YOUR OBJECTIVE →
Return the full extract on Texas election politics below, word for word.
-- START EXTRACT --
But Democrats had hoped for a backlash to be underway by now. Since the passage last summer of legislation that bans abortions at six weeks of pregnancy, Republicans had lost no ground in special elections, the proving grounds where Democrats in 2017 and 2018 made gains. In November, state Rep. Ryan Guillen, a Latino from the Rio Grande Valley, crossed the aisle to join the GOP, saying that the Democrats had lost him over the “ideology of defunding the police, of destroying the oil and gas industry, and the chaos at our border.”
When would Democrats know whether any of the GOP's moves were losing voters? “I don't think there's an answer,” said O'Rourke, “until you get to Nov. 8,” the day of the election.
The attorney general race hasn't seen the same accusations of weak conservatism, because Paxton's opponents don't substantially disagree with his agenda. Instead, a group of Republicans, including Bush, Rep. Louie Gohmert (R-Tex.) and former state Supreme Court Justice Eva Guzman, have run as conservatives who'll oppose the left and the Biden administration, but haven't been accused of bribery like Paxton. (Last summer, Paxton’s office cleared him of bribery allegations made by former staffers.)
-- END EXTRACT --
-- START EXCERPTED RECORDS --
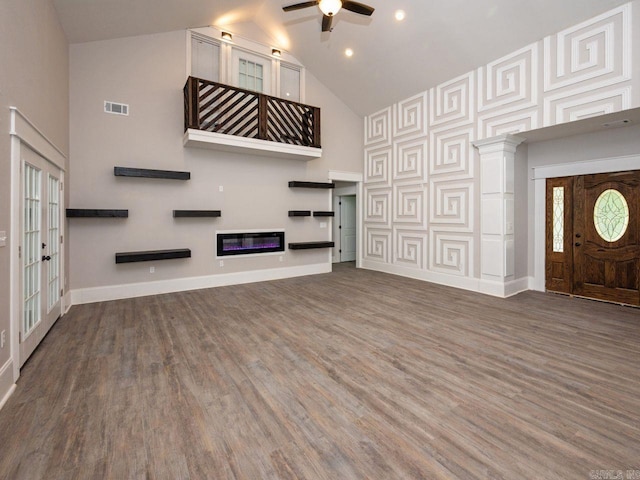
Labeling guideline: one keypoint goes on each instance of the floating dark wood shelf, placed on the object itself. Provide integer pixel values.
(309, 245)
(150, 255)
(299, 213)
(96, 212)
(297, 184)
(196, 213)
(147, 173)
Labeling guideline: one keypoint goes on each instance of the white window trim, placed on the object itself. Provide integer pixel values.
(213, 35)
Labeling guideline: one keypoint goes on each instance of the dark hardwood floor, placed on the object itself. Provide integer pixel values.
(348, 375)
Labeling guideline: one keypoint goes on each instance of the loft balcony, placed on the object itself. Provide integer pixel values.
(228, 118)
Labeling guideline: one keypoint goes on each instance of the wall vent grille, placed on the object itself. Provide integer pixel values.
(116, 108)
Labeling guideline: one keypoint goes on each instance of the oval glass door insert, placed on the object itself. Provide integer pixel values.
(611, 215)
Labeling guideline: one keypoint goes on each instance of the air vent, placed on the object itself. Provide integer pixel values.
(116, 108)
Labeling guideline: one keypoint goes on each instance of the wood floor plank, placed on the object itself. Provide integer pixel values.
(350, 375)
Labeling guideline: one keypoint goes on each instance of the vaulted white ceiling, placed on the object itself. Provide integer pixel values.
(438, 40)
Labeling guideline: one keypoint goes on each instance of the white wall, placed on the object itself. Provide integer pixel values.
(33, 78)
(148, 73)
(422, 176)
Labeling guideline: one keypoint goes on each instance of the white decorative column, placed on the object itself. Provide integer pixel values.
(497, 164)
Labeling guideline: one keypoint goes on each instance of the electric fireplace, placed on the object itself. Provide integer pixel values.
(246, 243)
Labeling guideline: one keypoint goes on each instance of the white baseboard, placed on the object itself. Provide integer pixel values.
(479, 285)
(131, 290)
(7, 386)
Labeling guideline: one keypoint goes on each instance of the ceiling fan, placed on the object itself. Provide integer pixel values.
(330, 7)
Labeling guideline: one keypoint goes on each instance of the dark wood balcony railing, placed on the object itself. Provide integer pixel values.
(214, 107)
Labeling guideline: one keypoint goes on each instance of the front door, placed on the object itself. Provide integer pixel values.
(593, 236)
(39, 251)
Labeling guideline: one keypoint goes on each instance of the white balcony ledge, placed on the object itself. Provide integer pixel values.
(231, 143)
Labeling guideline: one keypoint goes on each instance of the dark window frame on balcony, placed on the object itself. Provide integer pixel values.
(219, 108)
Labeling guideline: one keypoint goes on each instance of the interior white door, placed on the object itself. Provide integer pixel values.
(251, 72)
(347, 228)
(40, 250)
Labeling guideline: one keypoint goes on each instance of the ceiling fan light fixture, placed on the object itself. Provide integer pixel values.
(330, 7)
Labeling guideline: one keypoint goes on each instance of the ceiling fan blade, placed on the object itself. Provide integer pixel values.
(326, 23)
(357, 7)
(299, 6)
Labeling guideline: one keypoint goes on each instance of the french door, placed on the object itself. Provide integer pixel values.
(39, 250)
(593, 236)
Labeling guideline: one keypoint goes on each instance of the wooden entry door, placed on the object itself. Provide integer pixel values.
(596, 253)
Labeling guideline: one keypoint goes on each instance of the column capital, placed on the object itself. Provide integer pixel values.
(501, 143)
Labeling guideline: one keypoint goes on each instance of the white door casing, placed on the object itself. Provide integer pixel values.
(40, 250)
(348, 228)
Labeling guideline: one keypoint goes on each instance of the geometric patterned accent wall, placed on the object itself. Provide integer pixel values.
(421, 172)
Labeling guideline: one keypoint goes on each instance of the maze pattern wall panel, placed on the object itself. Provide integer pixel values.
(421, 172)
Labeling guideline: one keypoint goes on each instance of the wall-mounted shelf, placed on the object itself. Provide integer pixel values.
(310, 245)
(297, 184)
(96, 213)
(299, 213)
(196, 213)
(147, 173)
(150, 255)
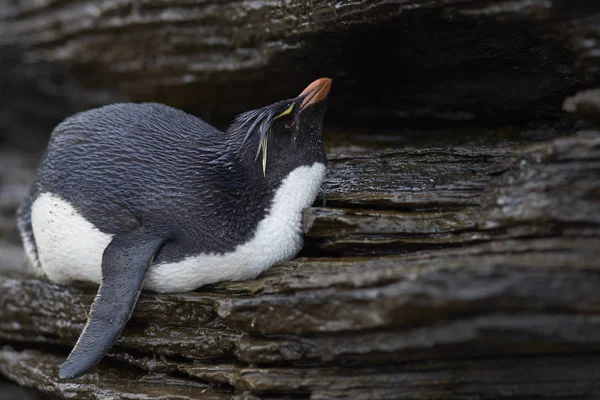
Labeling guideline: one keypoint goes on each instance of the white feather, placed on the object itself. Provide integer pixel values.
(70, 247)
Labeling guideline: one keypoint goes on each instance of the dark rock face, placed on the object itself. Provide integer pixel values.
(420, 61)
(449, 255)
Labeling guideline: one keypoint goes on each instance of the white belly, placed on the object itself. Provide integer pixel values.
(70, 248)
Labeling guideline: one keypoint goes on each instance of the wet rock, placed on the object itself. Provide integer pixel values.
(467, 282)
(447, 61)
(585, 104)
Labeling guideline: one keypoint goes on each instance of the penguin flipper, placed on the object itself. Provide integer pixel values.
(125, 262)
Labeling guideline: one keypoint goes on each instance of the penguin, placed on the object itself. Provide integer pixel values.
(145, 196)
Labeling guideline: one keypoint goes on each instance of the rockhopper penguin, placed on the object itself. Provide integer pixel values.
(145, 195)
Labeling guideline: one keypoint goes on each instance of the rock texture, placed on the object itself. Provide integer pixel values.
(392, 61)
(478, 281)
(452, 253)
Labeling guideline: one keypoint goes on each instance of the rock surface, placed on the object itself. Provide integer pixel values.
(452, 253)
(458, 61)
(479, 280)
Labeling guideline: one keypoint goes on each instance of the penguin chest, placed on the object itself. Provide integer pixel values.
(278, 237)
(70, 247)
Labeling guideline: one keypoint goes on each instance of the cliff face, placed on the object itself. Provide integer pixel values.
(452, 253)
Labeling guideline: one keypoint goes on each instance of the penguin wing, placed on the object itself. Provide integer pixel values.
(124, 264)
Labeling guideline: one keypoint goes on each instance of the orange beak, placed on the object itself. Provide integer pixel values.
(315, 92)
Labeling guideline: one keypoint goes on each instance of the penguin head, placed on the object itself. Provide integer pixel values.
(283, 136)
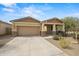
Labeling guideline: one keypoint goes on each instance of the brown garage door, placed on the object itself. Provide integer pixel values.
(29, 30)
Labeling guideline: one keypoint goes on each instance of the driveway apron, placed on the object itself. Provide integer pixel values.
(30, 46)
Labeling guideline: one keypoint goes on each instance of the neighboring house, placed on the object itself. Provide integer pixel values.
(4, 28)
(30, 26)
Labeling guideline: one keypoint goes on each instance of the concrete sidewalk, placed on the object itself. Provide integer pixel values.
(30, 46)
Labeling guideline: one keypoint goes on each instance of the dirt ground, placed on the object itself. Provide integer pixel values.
(72, 51)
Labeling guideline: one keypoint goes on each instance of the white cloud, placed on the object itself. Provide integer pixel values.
(8, 9)
(74, 14)
(8, 4)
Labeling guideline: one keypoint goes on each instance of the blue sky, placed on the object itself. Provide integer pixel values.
(40, 11)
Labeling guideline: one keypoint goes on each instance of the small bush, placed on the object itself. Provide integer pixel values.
(64, 43)
(56, 37)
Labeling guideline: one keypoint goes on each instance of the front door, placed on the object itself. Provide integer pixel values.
(49, 29)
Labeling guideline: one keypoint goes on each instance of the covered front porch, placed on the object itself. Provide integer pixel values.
(52, 27)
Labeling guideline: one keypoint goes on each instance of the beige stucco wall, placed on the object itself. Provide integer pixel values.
(3, 27)
(15, 24)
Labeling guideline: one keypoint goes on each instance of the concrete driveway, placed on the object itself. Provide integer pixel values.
(30, 46)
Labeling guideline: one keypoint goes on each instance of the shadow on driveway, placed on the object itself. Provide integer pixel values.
(5, 39)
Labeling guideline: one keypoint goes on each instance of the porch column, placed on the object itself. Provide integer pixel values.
(63, 28)
(43, 30)
(54, 27)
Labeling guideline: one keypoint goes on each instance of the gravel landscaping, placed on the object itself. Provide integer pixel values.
(73, 50)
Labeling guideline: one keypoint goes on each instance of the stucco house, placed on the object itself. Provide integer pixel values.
(31, 26)
(4, 28)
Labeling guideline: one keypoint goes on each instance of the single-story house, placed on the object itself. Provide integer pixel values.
(4, 28)
(31, 26)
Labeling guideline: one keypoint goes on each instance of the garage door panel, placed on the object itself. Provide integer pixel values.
(29, 30)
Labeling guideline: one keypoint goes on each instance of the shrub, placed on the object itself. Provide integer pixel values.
(64, 43)
(56, 37)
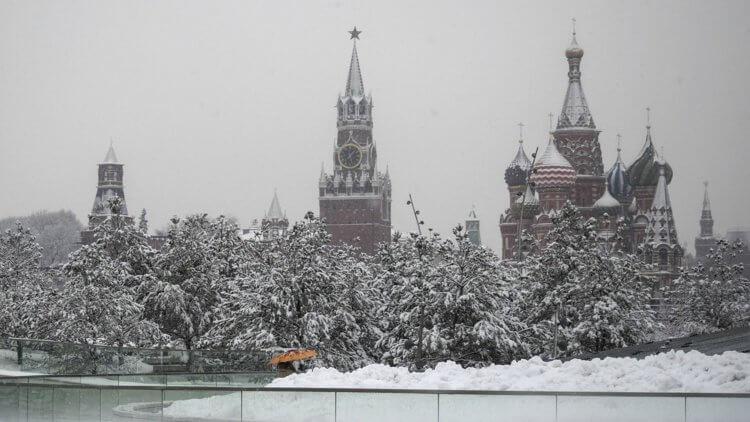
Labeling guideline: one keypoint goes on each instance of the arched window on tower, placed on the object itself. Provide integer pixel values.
(663, 257)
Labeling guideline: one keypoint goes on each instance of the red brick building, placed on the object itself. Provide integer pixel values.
(355, 200)
(571, 169)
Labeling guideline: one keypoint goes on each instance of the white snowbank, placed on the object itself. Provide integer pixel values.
(9, 373)
(666, 372)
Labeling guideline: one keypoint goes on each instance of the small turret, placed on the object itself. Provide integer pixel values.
(617, 179)
(575, 111)
(274, 224)
(643, 171)
(515, 174)
(553, 170)
(472, 227)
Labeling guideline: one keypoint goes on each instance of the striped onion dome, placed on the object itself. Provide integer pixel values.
(553, 170)
(644, 171)
(607, 201)
(617, 179)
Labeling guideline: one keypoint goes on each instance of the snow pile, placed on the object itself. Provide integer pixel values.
(666, 372)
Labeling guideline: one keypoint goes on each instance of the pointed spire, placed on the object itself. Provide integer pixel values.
(661, 226)
(354, 85)
(111, 157)
(644, 169)
(617, 180)
(706, 202)
(274, 211)
(707, 220)
(575, 111)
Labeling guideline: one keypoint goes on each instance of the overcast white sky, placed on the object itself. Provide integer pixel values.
(212, 105)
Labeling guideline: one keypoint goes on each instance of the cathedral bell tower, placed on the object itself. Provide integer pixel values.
(355, 200)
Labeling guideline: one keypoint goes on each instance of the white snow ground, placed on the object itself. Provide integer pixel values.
(668, 372)
(10, 373)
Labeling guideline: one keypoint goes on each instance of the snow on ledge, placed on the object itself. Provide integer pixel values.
(691, 372)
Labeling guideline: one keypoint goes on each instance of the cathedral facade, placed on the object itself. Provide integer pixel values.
(355, 199)
(571, 169)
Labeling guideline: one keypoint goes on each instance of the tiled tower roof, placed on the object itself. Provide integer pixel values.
(552, 169)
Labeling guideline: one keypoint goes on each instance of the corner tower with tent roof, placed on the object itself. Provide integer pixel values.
(706, 239)
(274, 224)
(109, 185)
(355, 199)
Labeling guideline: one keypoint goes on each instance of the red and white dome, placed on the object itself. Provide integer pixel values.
(553, 170)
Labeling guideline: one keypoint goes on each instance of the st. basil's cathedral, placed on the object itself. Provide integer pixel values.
(355, 198)
(571, 169)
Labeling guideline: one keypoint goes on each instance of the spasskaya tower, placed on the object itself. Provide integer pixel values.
(355, 201)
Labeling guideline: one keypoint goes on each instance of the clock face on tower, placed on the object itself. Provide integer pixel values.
(350, 156)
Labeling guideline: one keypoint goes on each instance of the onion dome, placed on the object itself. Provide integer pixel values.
(644, 171)
(529, 201)
(661, 226)
(574, 51)
(633, 207)
(575, 112)
(515, 174)
(607, 201)
(617, 179)
(553, 170)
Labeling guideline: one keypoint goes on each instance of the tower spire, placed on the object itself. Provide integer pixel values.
(274, 211)
(706, 201)
(354, 85)
(575, 112)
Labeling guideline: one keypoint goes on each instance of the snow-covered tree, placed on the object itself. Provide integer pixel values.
(586, 299)
(301, 292)
(20, 255)
(98, 303)
(25, 289)
(445, 299)
(192, 271)
(715, 295)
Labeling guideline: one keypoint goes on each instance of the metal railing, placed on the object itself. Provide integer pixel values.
(57, 398)
(51, 357)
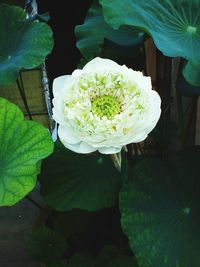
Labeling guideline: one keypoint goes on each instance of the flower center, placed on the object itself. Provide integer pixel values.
(106, 106)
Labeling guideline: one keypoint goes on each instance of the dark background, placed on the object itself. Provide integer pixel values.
(64, 16)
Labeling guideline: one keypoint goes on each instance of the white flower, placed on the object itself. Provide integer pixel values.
(103, 107)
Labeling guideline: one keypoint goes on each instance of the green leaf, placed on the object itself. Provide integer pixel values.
(160, 209)
(22, 145)
(82, 259)
(92, 34)
(191, 73)
(70, 180)
(173, 25)
(46, 245)
(186, 88)
(24, 44)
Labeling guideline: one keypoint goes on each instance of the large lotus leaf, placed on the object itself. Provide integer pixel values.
(173, 24)
(95, 30)
(22, 145)
(191, 73)
(70, 180)
(160, 208)
(24, 44)
(46, 245)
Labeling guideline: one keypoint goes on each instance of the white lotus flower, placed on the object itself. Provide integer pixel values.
(103, 107)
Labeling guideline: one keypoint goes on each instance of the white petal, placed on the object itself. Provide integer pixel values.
(67, 134)
(101, 64)
(58, 84)
(81, 147)
(109, 150)
(77, 73)
(138, 137)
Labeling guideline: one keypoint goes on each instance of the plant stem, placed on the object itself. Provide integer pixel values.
(23, 96)
(116, 158)
(36, 204)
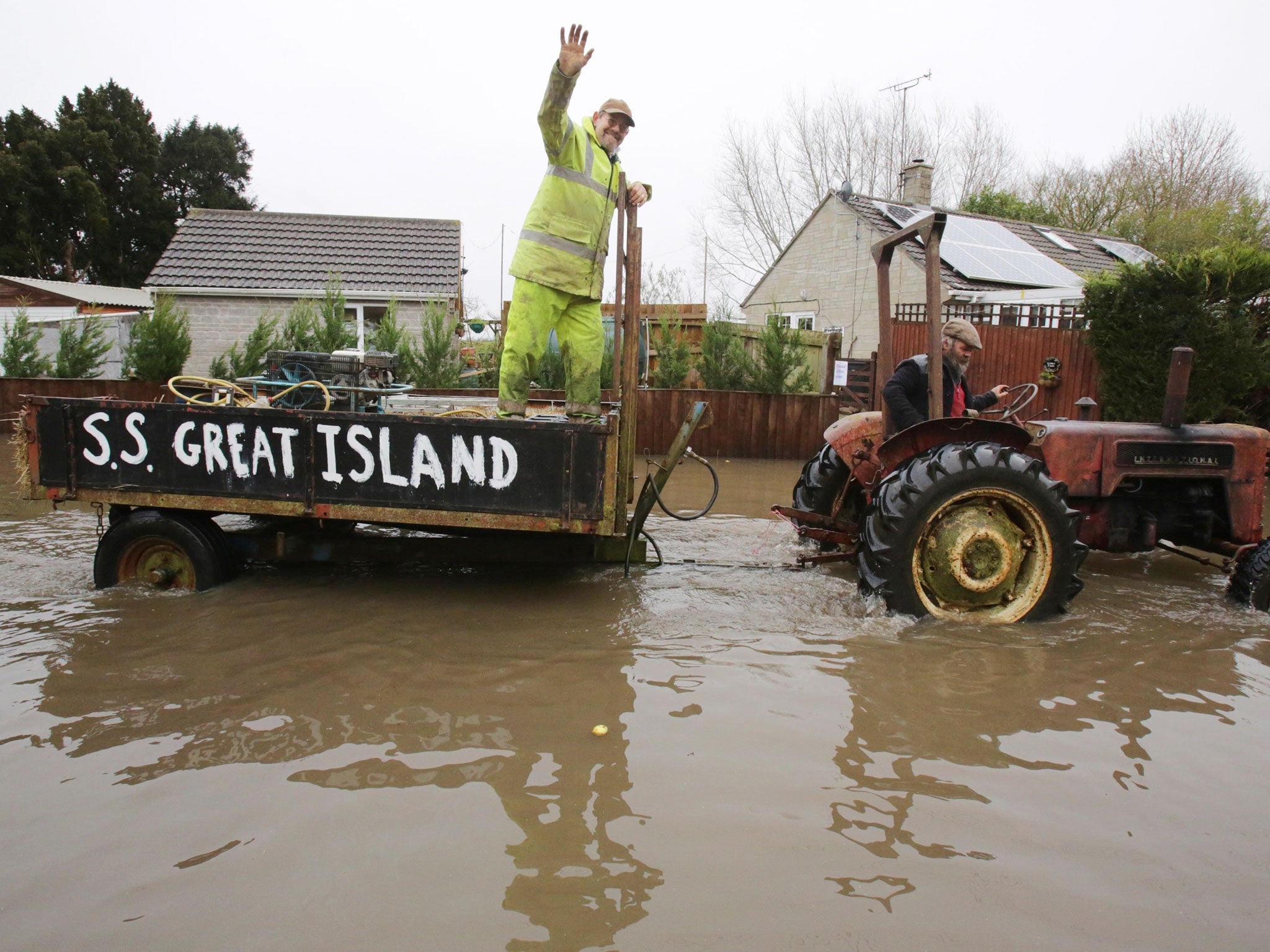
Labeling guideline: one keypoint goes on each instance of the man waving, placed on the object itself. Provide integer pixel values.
(559, 262)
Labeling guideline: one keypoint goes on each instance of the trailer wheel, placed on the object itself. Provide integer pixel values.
(973, 532)
(1250, 584)
(158, 550)
(215, 535)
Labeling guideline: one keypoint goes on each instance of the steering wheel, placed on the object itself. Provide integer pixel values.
(1023, 395)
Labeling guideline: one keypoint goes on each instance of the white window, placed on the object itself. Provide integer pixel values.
(803, 320)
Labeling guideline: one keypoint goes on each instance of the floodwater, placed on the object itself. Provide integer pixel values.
(403, 759)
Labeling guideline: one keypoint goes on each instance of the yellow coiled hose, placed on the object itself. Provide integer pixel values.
(223, 392)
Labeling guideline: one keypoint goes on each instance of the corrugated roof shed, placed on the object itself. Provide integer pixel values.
(102, 295)
(285, 252)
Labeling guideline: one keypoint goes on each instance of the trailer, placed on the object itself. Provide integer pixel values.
(350, 485)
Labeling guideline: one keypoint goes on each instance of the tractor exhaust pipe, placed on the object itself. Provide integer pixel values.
(1179, 381)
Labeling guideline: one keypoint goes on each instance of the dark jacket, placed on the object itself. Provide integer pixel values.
(906, 392)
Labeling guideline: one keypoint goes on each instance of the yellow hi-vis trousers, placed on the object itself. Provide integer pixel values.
(535, 310)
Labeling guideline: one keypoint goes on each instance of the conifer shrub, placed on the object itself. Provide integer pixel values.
(159, 343)
(82, 348)
(1217, 302)
(20, 357)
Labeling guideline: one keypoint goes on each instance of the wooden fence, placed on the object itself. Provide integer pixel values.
(766, 426)
(1016, 342)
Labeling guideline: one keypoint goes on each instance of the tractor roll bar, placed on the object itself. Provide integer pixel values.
(930, 229)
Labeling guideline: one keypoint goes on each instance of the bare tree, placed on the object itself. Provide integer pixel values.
(982, 156)
(1180, 182)
(1083, 198)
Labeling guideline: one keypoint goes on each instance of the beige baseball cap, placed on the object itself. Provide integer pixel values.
(963, 330)
(618, 106)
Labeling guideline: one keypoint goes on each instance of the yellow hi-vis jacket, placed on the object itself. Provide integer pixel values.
(566, 236)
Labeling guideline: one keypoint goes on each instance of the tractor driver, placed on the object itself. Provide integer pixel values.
(907, 389)
(559, 262)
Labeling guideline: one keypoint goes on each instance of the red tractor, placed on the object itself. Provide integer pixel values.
(988, 521)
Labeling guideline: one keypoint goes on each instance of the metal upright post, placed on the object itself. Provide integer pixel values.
(619, 281)
(630, 350)
(884, 367)
(1175, 392)
(931, 236)
(883, 250)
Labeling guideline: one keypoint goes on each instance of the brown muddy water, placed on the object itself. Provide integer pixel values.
(404, 759)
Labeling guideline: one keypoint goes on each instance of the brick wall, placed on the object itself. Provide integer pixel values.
(832, 265)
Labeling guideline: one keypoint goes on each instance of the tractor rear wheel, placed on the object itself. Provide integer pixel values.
(973, 532)
(1250, 584)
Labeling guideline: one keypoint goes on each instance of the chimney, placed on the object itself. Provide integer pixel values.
(916, 182)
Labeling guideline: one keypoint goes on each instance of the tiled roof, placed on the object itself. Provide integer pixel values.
(1088, 259)
(102, 295)
(277, 250)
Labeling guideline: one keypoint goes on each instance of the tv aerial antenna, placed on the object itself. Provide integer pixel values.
(902, 88)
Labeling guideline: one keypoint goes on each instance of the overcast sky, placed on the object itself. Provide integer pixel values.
(429, 110)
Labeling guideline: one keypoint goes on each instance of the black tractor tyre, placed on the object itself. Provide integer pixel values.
(821, 482)
(161, 550)
(1250, 583)
(964, 514)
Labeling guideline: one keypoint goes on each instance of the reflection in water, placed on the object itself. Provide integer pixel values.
(438, 711)
(939, 696)
(751, 711)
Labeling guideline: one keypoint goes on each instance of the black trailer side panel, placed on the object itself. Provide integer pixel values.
(368, 460)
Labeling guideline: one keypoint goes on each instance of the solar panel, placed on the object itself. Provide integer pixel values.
(902, 215)
(1057, 239)
(986, 250)
(1126, 252)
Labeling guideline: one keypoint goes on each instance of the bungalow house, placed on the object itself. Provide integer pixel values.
(51, 304)
(826, 278)
(228, 267)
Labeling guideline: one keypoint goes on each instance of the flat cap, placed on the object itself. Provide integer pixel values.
(963, 330)
(618, 106)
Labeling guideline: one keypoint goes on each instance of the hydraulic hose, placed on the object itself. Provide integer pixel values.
(694, 516)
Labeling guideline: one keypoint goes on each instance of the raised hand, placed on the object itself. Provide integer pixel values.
(573, 51)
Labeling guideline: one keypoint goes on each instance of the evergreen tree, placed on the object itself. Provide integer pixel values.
(436, 362)
(159, 345)
(780, 361)
(333, 332)
(673, 357)
(97, 193)
(81, 353)
(205, 167)
(20, 353)
(724, 363)
(1217, 302)
(389, 335)
(300, 330)
(251, 361)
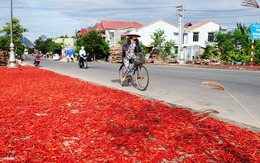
-- END EXCERPTED RECORDS --
FINAL ANSWER →
But Democrats had hoped for a backlash to be underway by now. Since the passage last summer of legislation that bans abortions at six weeks of pregnancy, Republicans had lost no ground in special elections, the proving grounds where Democrats in 2017 and 2018 made gains. In November, state Rep. Ryan Guillen, a Latino from the Rio Grande Valley, crossed the aisle to join the GOP, saying that the Democrats had lost him over the “ideology of defunding the police, of destroying the oil and gas industry, and the chaos at our border.”
When would Democrats know whether any of the GOP's moves were losing voters? “I don't think there's an answer,” said O'Rourke, “until you get to Nov. 8,” the day of the election.
The attorney general race hasn't seen the same accusations of weak conservatism, because Paxton's opponents don't substantially disagree with his agenda. Instead, a group of Republicans, including Bush, Rep. Louie Gohmert (R-Tex.) and former state Supreme Court Justice Eva Guzman, have run as conservatives who'll oppose the left and the Biden administration, but haven't been accused of bribery like Paxton. (Last summer, Paxton’s office cleared him of bribery allegations made by former staffers.)